Reading text:

((

By the time I left Antionette’s Café and Pastry Shop, the waitress was starting to point me out to people. “This guy is traveling across the country, living in his car!” All right, enough of that. I handed out a couple of my no-business cards, and crossed the Mohawk to begin my midday journey across New York.
I've got a mule, and her name is Sal,
Low bridge, everybody down!
The Mohawk River is the naturally-occurring part of the Erie Canal, that old New York waterway that seems to be mostly famous due to a song we always had to sing in grade school music class. Well, partly because of the song, and partly because it allowed Mr. Cottle to show that American History was not composed entirely of wars. It was composed of wars AND of digging big ditches, and occasionally of digging big ditches to fight a war.
But the Erie Canal was incredibly important, we were told, because it made it much easier to transport goods from Albany to Buffalo. Back then, everything needed to go to either Albany or Buffalo, it seems, perhaps because California wasn’t invented yet. And the roads back then were bad, and horsepower was limited to how many Morgan Horses you could hitch up at one time. Someone found that it took much less effort to haul a semi-load of grain if the grain was put in a barge, and the barge was put in the water, and the water was flowing downhill in the direction you wanted to go. That last bit was the tricky part to pull off, so they instead used a mule, or “Sal”, to walk along the shoreline and pull the barge.
All this was very, very important to our country’s development, we were told. What we were not told was that Canada then built its own canal, from Lake Erie to Lake Ontario, which had the benefit of being about 90% shorter than the Erie Canal while still allowing goods to travel between the Midwest and the Atlantic.

))

Data provided:
((

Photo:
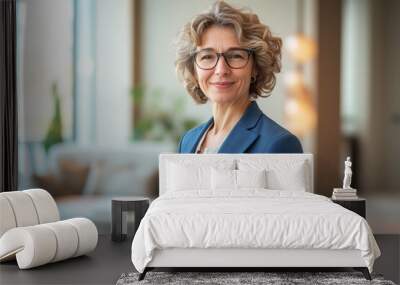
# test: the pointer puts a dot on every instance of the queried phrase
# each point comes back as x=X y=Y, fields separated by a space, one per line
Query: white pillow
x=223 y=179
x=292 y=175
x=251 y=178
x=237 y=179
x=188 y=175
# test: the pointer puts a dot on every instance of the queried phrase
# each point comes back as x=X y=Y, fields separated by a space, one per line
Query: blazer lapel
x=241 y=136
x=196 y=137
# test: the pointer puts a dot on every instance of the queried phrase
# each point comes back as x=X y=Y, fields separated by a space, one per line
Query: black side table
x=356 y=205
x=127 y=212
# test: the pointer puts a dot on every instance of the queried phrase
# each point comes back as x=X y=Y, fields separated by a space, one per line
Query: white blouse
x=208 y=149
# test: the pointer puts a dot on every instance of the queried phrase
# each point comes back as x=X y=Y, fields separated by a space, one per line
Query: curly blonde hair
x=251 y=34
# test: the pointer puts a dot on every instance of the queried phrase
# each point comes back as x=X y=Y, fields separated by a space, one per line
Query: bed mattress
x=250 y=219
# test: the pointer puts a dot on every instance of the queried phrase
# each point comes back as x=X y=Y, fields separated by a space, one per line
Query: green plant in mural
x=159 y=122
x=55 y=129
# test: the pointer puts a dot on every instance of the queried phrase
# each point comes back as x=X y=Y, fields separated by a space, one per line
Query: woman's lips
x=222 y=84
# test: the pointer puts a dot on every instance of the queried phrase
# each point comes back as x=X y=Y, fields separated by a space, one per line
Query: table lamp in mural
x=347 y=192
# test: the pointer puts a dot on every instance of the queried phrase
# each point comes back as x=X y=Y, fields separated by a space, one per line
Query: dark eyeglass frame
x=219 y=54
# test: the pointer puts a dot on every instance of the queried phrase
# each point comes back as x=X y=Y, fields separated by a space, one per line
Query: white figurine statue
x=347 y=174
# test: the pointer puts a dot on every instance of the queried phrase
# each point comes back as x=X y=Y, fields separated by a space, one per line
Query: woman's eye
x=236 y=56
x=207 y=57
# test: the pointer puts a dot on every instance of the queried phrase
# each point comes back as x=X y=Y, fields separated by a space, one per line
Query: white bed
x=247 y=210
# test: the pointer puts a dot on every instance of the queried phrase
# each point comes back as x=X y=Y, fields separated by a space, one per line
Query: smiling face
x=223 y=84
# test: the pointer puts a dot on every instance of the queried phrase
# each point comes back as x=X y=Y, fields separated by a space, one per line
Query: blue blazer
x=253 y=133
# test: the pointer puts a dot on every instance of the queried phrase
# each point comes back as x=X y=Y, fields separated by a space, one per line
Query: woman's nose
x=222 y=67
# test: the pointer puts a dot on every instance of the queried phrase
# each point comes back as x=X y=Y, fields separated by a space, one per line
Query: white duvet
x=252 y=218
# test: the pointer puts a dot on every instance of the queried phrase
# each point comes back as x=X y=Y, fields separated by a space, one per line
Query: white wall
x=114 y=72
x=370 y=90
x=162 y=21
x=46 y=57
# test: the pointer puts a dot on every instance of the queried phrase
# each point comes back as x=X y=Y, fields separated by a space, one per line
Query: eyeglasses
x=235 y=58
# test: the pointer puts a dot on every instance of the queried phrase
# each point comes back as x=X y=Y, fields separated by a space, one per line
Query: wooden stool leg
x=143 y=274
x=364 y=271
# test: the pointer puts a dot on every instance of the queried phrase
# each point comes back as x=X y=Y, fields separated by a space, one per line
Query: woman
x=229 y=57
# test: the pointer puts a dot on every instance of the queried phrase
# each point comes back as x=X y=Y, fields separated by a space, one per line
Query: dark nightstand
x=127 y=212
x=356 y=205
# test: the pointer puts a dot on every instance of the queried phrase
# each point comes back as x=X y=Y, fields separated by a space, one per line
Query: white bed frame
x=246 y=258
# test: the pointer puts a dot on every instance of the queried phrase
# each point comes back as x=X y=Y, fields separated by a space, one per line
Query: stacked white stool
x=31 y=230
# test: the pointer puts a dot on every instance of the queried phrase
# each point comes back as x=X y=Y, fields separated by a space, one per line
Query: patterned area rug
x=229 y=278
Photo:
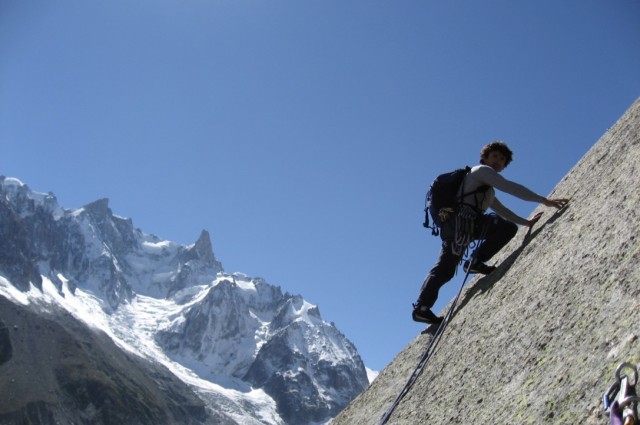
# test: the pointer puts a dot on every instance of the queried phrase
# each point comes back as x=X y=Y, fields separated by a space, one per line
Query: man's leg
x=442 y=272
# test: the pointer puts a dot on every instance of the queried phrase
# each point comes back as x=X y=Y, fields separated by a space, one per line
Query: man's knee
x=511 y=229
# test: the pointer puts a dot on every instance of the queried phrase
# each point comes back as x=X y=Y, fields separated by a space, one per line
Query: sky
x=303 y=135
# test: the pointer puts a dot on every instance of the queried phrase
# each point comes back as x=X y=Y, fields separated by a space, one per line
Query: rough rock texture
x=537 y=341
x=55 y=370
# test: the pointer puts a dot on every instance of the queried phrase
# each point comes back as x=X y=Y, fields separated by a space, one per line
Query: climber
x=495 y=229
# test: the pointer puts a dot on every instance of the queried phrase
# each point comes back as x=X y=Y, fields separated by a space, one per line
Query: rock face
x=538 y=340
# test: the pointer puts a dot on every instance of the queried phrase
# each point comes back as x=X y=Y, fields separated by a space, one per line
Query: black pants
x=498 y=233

))
((

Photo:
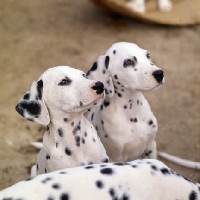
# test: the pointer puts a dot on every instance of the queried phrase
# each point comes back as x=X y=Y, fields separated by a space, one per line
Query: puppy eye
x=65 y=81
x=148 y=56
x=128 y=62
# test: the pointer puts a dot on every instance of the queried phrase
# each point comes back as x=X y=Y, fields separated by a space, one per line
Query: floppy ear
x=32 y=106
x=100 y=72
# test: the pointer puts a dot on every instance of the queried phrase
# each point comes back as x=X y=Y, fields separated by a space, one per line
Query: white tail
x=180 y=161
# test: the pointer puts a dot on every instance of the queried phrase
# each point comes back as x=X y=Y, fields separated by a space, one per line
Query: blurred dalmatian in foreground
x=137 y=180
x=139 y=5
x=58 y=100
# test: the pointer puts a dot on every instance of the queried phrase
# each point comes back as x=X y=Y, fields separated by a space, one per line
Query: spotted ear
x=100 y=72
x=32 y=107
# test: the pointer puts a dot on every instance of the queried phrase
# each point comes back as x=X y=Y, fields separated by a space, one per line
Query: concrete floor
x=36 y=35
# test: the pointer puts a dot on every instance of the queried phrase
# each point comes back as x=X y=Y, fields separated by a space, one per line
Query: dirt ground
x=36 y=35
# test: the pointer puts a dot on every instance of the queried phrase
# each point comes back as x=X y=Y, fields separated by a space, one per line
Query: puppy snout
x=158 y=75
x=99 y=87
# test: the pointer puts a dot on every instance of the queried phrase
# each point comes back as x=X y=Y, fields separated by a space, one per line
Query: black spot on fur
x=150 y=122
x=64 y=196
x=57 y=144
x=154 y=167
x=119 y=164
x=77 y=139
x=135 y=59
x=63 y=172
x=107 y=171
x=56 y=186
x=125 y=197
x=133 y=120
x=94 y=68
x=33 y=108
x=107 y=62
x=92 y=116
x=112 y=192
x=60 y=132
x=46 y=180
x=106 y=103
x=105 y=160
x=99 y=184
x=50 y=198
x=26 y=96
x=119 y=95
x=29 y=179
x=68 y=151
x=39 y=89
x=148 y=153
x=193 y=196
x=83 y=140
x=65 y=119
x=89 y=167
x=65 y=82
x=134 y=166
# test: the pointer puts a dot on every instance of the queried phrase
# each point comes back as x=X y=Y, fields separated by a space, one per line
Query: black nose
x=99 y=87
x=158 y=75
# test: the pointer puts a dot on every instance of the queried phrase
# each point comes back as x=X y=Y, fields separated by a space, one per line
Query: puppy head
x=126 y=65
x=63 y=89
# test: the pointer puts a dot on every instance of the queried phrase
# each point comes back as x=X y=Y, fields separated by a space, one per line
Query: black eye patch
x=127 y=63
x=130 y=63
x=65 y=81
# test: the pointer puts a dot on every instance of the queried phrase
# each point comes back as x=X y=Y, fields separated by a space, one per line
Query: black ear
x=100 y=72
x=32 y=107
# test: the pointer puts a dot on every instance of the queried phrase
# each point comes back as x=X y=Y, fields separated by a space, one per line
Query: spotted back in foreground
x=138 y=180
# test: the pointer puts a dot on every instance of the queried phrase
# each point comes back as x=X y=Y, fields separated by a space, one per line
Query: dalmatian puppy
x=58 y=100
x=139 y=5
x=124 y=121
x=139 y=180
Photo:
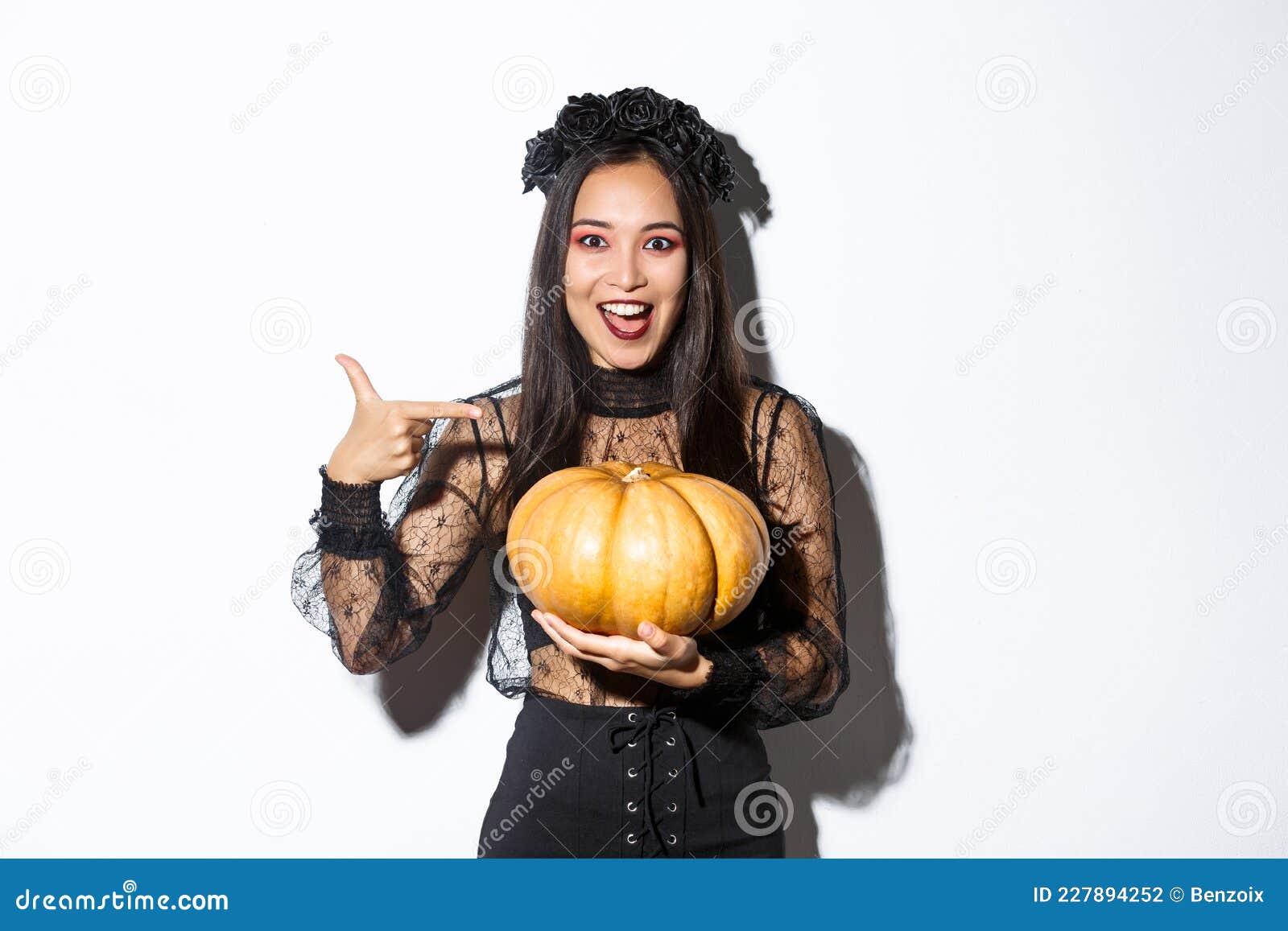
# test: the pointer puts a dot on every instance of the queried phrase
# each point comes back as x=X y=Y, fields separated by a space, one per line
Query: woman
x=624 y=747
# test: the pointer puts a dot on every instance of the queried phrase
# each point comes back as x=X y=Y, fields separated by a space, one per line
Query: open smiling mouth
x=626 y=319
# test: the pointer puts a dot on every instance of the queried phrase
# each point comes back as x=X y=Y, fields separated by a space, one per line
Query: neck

))

Given instruction: Please copy the Erie Canal travel passage word for word, everything from "By the time" down to "fight a war.".

Completed exercise:
By the time I left Antionette’s Café and Pastry Shop, the waitress was starting to point me out to people. “This guy is traveling across the country, living in his car!” All right, enough of that. I handed out a couple of my no-business cards, and crossed the Mohawk to begin my midday journey across New York.
I've got a mule, and her name is Sal,
Low bridge, everybody down!
The Mohawk River is the naturally-occurring part of the Erie Canal, that old New York waterway that seems to be mostly famous due to a song we always had to sing in grade school music class. Well, partly because of the song, and partly because it allowed Mr. Cottle to show that American History was not composed entirely of wars. It was composed of wars AND of digging big ditches, and occasionally of digging big ditches to fight a war.